• _本文_
== == ==

ある夏の終わりの出来事でした。
夏休みが終わり、皆夏休みの宿題を提出しますが、
日記、夏の生活テキスト、自由課題などなど、
ギリギリになって慌てて
夏の課題をやっつけていたと思います。
その中で、私の小・中学生の頃は
課題に絵画がありました。
https://www.irasutoya.com/2012/03/blog-post_24.html
看板屋さんのお兄さん(息子さん当時中学生)は
描いた絵を学校に持って行ったのですが、
その絵になんと事もあろうに
前日、お父さんが筆を入れてしまっていたのです。
学校が始まる直前のことでしたので、
お兄さんはそのまま学校に持って行って提出しました。
その作品がなんと学校で夏の課題作優秀賞
として表彰されてしまったのです。
私はその絵を見ていませんが、
お母さん(看板屋さんの奥様)
に直接聞いたところによると、
あれはどう見てもうますぎると。
まさかこんなことになるとは思わず、
父に頼んだわけでもないのに、
とお兄さんも焦ったことでしょう。
そして悲劇はこれでは終わりません。
いたずら好きな神様もいるものです。
その絵は一人旅を始め
更に手の届かないところに
行ってしまうことになります。
なんと学校の代表作として市の展覧会に出展
されることになってしまったのです。
超真面目なお母さんは、
そんなことわざわざ言わなくても
誰の耳にも入らないものを
近所の人に
お父さんが手伝って描いた息子の
夏休みの課題の絵が選ばれて
賞を取ってしまったと告白して回りました。

== == ==

• _課題_
**A.** 本文によると、絵は学校の代表作としてどこに出展されることになったかを答えよ。
**B.** 記録のうち、文字列「driveway」を含む行がいくつあるかを数字だけで述べよ。大文字と小文字は区別して数えること。

== == ==

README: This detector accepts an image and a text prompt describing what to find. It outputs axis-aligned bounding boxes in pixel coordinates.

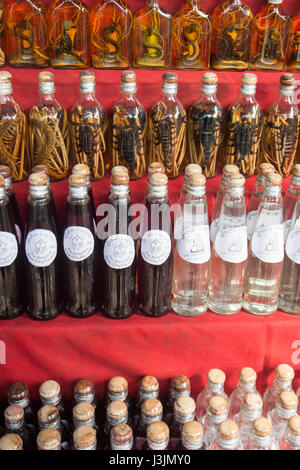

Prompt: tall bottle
[149,72,187,178]
[188,72,225,178]
[172,0,212,70]
[171,174,210,316]
[29,72,70,181]
[132,0,172,68]
[243,173,284,315]
[211,0,253,71]
[260,73,300,177]
[110,71,147,179]
[25,173,62,320]
[208,175,248,315]
[138,173,173,317]
[250,0,290,72]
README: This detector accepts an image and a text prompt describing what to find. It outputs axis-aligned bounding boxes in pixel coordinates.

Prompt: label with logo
[25,228,57,268]
[64,225,95,261]
[104,233,135,269]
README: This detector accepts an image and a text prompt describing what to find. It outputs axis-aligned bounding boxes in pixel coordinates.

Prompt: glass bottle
[211,0,253,71]
[132,0,172,69]
[4,0,49,68]
[69,70,107,181]
[188,72,225,178]
[226,73,263,177]
[90,0,133,69]
[149,72,187,178]
[172,0,212,70]
[63,174,98,318]
[171,173,210,317]
[47,0,90,69]
[103,173,136,319]
[260,73,300,177]
[243,173,284,315]
[29,72,70,181]
[207,175,248,315]
[138,173,173,317]
[0,70,30,182]
[110,71,147,180]
[250,0,290,72]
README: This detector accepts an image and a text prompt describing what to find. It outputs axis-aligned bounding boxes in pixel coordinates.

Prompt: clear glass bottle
[207,175,248,315]
[69,70,108,181]
[243,173,284,315]
[171,173,210,317]
[149,72,187,178]
[226,73,263,177]
[260,73,300,177]
[188,72,225,178]
[110,71,147,180]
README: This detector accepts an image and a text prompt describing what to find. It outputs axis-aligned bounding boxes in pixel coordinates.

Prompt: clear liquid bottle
[171,173,211,317]
[207,175,248,315]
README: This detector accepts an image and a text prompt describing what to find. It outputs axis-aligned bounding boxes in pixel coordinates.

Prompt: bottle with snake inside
[132,0,172,69]
[90,0,133,69]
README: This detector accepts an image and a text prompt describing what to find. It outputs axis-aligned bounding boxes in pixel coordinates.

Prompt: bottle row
[0,71,300,181]
[1,0,300,72]
[0,364,300,450]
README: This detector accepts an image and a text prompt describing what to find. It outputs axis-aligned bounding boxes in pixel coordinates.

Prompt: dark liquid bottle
[25,173,62,320]
[64,175,98,318]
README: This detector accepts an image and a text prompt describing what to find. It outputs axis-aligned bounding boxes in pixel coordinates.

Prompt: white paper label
[141,230,171,266]
[0,232,18,268]
[25,228,57,268]
[251,224,284,263]
[64,225,95,261]
[104,233,135,269]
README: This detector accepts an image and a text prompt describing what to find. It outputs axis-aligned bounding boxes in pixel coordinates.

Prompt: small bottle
[243,173,284,315]
[263,364,295,416]
[188,72,225,178]
[207,175,248,315]
[226,73,263,177]
[149,72,186,178]
[196,369,229,422]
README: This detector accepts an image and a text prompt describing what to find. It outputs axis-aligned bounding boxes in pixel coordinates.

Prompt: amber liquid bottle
[91,0,133,69]
[47,0,90,69]
[4,0,49,68]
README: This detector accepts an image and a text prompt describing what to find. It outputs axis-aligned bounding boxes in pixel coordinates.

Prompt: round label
[104,233,135,269]
[251,224,284,263]
[141,230,172,266]
[0,232,18,268]
[64,225,95,261]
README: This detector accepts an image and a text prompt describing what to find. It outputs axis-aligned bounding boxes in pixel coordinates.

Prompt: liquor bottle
[110,71,147,180]
[243,173,284,315]
[263,364,295,416]
[207,175,248,315]
[149,72,187,178]
[25,173,62,320]
[69,70,107,181]
[138,173,173,317]
[171,173,210,317]
[132,0,172,69]
[63,175,98,318]
[4,0,49,68]
[250,0,290,72]
[211,0,253,71]
[90,0,133,69]
[260,73,300,177]
[172,0,212,70]
[196,369,229,423]
[226,73,263,177]
[29,72,70,181]
[188,72,225,178]
[102,173,136,319]
[0,71,30,182]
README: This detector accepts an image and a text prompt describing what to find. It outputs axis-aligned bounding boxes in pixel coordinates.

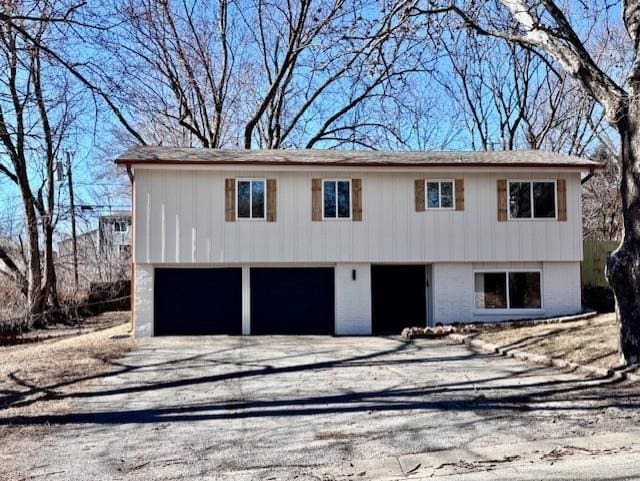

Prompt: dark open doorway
[371,265,427,334]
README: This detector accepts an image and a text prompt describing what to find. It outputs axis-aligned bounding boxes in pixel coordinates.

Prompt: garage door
[371,265,427,334]
[251,267,334,334]
[154,268,242,336]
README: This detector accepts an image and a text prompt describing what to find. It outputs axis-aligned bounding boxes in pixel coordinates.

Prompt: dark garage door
[154,268,242,336]
[251,267,334,334]
[371,265,427,334]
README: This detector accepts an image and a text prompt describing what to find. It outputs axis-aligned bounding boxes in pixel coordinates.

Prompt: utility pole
[66,150,78,289]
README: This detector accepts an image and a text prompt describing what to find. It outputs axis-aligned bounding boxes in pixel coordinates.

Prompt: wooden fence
[582,240,619,287]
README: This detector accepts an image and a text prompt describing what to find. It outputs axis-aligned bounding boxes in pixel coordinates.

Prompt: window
[322,180,351,219]
[426,180,454,209]
[113,220,129,232]
[474,271,542,309]
[509,181,556,219]
[236,179,265,219]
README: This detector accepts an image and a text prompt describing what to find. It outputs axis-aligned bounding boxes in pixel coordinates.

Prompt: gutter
[127,164,136,334]
[115,158,602,170]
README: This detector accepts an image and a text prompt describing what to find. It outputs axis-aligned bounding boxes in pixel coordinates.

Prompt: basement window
[474,271,542,309]
[322,180,351,219]
[509,181,556,219]
[236,179,265,219]
[425,180,454,209]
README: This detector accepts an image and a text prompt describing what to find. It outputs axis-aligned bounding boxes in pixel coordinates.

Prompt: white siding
[135,169,582,264]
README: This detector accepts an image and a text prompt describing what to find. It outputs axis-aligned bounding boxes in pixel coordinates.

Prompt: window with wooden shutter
[414,179,425,212]
[556,179,567,222]
[311,179,322,222]
[224,179,236,222]
[351,179,362,221]
[497,179,507,222]
[455,179,464,210]
[267,179,278,222]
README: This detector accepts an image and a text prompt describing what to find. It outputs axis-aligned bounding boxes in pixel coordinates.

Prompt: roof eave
[115,158,603,170]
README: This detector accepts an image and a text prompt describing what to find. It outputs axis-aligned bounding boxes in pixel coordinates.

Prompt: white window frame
[507,179,558,222]
[235,177,267,222]
[424,179,456,210]
[471,268,544,315]
[322,178,353,220]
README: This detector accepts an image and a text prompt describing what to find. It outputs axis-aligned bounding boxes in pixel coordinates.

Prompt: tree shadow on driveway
[0,339,640,425]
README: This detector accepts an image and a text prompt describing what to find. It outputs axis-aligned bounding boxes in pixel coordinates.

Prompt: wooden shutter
[267,179,278,222]
[414,179,424,212]
[497,179,507,222]
[224,179,236,222]
[311,179,322,222]
[351,179,362,221]
[454,179,464,210]
[556,179,567,222]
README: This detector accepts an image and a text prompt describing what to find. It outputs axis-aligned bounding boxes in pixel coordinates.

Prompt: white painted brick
[433,262,582,324]
[134,264,153,337]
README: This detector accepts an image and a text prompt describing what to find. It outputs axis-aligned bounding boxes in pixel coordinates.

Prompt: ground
[0,312,134,422]
[0,330,640,481]
[474,313,619,369]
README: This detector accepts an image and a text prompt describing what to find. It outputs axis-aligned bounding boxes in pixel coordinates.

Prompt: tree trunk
[606,107,640,365]
[24,197,46,326]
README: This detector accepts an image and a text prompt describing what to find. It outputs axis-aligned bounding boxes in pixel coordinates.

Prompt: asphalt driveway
[0,336,640,481]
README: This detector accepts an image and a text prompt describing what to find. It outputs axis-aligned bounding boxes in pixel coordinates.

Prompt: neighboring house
[58,212,132,281]
[117,147,599,336]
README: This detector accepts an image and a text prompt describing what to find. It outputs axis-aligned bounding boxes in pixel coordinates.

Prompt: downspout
[580,167,596,185]
[127,164,136,334]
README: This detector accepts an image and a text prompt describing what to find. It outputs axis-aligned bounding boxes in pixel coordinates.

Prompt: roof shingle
[116,146,600,169]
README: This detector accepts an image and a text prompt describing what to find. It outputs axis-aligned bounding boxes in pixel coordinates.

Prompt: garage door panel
[371,265,427,334]
[251,267,335,334]
[154,268,242,336]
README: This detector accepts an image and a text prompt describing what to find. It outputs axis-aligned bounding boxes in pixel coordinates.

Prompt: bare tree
[97,0,436,148]
[405,0,640,364]
[0,1,84,322]
[582,145,622,241]
[434,24,606,155]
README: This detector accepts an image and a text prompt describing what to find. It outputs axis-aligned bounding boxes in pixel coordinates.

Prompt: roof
[116,146,600,169]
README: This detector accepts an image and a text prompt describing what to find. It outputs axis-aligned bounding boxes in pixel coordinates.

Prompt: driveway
[0,336,640,481]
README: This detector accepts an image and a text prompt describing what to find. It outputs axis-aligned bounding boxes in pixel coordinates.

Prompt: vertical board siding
[135,169,582,264]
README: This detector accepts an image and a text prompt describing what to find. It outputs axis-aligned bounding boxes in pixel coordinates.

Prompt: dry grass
[0,312,135,438]
[475,314,618,368]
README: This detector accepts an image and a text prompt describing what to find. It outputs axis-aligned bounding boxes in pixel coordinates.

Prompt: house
[116,147,598,336]
[57,212,132,281]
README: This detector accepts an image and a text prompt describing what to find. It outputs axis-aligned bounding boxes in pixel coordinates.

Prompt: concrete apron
[217,433,640,481]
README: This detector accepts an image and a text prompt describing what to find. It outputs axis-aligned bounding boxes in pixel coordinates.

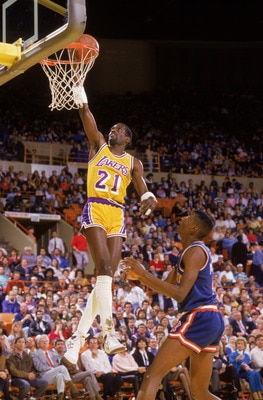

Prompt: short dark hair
[194,210,215,239]
[122,123,132,141]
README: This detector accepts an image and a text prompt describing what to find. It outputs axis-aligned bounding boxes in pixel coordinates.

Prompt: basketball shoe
[64,331,85,364]
[104,330,125,354]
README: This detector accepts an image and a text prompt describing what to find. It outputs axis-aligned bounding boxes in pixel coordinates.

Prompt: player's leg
[85,227,126,353]
[137,338,192,400]
[190,352,222,400]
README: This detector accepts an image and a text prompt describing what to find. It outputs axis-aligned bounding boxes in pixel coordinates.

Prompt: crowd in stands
[0,161,263,400]
[0,88,263,400]
[0,89,263,177]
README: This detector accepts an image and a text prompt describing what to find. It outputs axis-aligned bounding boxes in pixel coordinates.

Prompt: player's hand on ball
[120,257,145,280]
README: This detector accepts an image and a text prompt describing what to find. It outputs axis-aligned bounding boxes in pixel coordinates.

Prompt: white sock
[95,275,114,334]
[78,287,99,336]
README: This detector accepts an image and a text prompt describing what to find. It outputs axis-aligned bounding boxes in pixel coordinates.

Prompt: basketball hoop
[40,35,99,111]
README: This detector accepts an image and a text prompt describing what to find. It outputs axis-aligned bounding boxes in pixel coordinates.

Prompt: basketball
[76,35,99,63]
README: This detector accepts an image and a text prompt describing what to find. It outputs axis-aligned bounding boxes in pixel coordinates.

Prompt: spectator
[250,333,263,377]
[5,271,25,293]
[251,242,263,286]
[7,337,48,400]
[32,335,79,400]
[21,246,37,269]
[0,335,12,400]
[232,235,248,266]
[222,229,237,259]
[230,311,251,337]
[61,342,103,400]
[71,229,89,270]
[112,341,146,396]
[229,337,263,399]
[28,309,51,336]
[48,231,65,255]
[81,337,123,400]
[7,321,25,351]
[37,247,51,267]
[2,290,20,314]
[234,264,248,283]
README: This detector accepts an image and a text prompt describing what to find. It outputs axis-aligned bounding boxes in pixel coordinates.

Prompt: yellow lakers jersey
[87,143,134,204]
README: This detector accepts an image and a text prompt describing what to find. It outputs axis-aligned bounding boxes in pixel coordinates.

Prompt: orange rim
[40,42,99,67]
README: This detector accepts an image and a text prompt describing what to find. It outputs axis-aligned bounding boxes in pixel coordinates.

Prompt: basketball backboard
[0,0,86,85]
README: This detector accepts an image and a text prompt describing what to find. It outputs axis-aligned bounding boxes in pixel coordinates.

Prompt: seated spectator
[230,311,248,337]
[25,337,36,354]
[2,290,20,314]
[81,337,123,400]
[60,342,103,400]
[0,335,12,400]
[48,319,67,343]
[247,228,257,244]
[250,333,263,378]
[5,271,25,293]
[132,336,154,369]
[212,254,225,272]
[222,229,237,259]
[44,267,58,282]
[219,261,236,286]
[112,340,146,396]
[211,351,241,396]
[232,235,248,266]
[7,337,48,400]
[14,258,30,281]
[229,337,263,399]
[31,335,79,400]
[7,321,25,351]
[131,323,150,347]
[37,247,51,267]
[162,365,193,400]
[234,264,248,283]
[8,249,21,272]
[28,308,51,336]
[21,246,37,268]
[0,265,10,289]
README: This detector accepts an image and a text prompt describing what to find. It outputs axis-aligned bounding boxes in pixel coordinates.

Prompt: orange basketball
[76,35,99,63]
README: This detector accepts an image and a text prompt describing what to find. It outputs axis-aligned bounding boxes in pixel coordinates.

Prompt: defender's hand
[120,257,145,280]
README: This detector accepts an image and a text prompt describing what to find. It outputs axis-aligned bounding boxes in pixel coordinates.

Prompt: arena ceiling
[87,0,263,41]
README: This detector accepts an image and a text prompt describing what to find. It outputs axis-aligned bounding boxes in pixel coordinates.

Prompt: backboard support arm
[0,0,87,85]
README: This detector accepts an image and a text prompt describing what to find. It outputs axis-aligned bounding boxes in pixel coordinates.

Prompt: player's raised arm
[73,86,105,152]
[132,158,157,215]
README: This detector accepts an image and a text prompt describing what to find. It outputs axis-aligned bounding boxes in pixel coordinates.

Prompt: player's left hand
[120,257,145,280]
[139,196,157,217]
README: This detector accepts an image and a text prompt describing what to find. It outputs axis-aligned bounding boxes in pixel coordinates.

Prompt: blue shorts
[168,305,225,353]
[80,198,126,239]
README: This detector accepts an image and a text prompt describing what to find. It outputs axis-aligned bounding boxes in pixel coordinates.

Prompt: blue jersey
[177,241,216,312]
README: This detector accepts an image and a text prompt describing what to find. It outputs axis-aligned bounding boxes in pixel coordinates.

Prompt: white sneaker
[64,332,85,364]
[104,331,126,354]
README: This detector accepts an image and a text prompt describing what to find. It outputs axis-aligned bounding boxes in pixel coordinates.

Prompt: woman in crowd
[229,336,263,400]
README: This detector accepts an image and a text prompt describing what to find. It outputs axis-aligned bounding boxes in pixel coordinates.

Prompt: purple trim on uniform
[87,197,124,208]
[168,305,224,353]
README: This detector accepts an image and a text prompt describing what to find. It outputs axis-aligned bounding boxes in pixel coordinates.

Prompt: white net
[40,43,99,110]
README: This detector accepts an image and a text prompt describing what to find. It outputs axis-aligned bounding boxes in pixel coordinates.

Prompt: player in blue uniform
[121,211,224,400]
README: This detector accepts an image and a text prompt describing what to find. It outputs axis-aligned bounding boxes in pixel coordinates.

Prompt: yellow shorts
[81,197,126,239]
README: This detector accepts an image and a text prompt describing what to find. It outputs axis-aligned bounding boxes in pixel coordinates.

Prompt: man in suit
[230,311,248,338]
[48,231,65,255]
[2,290,20,314]
[132,336,154,384]
[7,337,48,400]
[28,309,51,336]
[81,337,123,400]
[32,335,79,400]
[115,307,128,330]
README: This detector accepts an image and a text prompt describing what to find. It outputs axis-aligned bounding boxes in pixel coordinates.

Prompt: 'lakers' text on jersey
[87,143,134,204]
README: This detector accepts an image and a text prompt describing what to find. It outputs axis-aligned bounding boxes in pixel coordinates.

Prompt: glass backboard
[0,0,86,85]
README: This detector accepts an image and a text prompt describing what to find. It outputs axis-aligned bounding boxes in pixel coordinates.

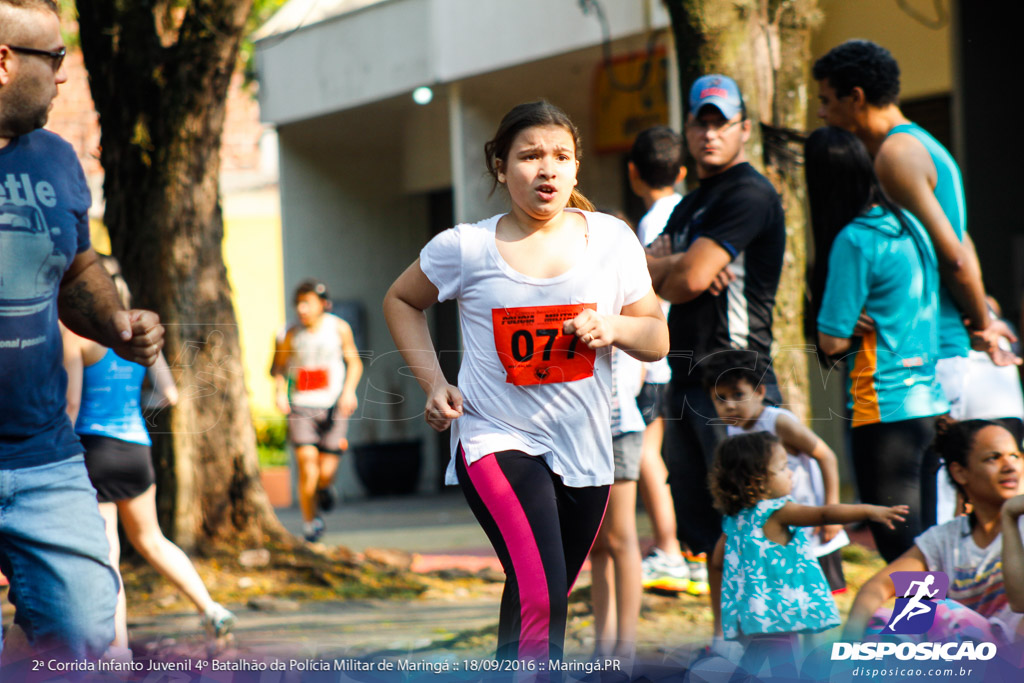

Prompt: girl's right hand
[423,382,462,432]
[867,505,910,528]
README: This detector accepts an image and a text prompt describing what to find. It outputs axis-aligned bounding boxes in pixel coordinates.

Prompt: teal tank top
[889,123,971,358]
[75,349,152,445]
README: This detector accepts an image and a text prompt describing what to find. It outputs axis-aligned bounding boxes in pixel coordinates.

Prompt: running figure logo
[882,571,949,634]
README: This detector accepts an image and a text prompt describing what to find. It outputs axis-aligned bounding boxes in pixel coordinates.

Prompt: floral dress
[722,496,840,639]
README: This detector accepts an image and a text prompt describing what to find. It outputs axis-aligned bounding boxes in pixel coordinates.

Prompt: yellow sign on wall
[594,49,669,152]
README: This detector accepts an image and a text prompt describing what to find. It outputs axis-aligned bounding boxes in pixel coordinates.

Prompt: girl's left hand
[562,308,615,348]
[867,505,910,528]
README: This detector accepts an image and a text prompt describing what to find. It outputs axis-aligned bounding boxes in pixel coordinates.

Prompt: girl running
[709,432,907,678]
[384,101,669,661]
[843,420,1024,644]
[62,256,234,656]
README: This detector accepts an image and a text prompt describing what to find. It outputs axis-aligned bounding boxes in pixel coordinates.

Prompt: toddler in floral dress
[709,432,907,677]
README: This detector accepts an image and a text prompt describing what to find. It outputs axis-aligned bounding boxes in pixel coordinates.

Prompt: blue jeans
[0,455,119,658]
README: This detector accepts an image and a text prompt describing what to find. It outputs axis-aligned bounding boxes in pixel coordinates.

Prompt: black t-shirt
[665,163,785,384]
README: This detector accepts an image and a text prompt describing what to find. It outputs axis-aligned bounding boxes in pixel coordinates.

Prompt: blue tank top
[889,123,971,358]
[75,349,153,445]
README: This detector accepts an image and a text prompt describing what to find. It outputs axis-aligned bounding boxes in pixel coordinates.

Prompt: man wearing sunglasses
[647,74,785,573]
[0,0,164,663]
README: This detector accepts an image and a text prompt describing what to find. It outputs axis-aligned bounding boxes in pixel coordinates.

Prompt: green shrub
[253,416,288,467]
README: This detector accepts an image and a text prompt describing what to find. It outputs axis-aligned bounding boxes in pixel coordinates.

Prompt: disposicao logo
[831,571,996,661]
[882,571,949,634]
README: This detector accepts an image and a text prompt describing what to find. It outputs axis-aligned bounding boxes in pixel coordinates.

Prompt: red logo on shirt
[490,303,597,386]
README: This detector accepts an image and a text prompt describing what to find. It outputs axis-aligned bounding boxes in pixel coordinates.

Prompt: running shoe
[316,485,338,512]
[683,551,711,595]
[640,546,690,593]
[203,602,237,638]
[302,517,327,543]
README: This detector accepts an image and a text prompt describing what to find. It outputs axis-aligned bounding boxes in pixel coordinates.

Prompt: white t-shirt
[725,405,850,557]
[913,515,1024,640]
[637,193,683,247]
[288,313,345,410]
[637,193,683,384]
[420,209,651,486]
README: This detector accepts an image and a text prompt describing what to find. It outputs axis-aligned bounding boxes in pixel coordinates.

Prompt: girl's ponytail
[565,187,597,211]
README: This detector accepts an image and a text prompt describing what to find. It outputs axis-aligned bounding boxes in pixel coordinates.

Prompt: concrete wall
[257,0,668,124]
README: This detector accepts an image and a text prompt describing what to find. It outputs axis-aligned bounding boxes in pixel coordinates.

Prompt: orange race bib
[490,303,597,386]
[295,368,327,391]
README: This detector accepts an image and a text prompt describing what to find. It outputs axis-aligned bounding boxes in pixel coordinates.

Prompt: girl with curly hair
[709,432,907,678]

== == ==

• _期待される結果_
**A.** 市の展覧会

**B.** 3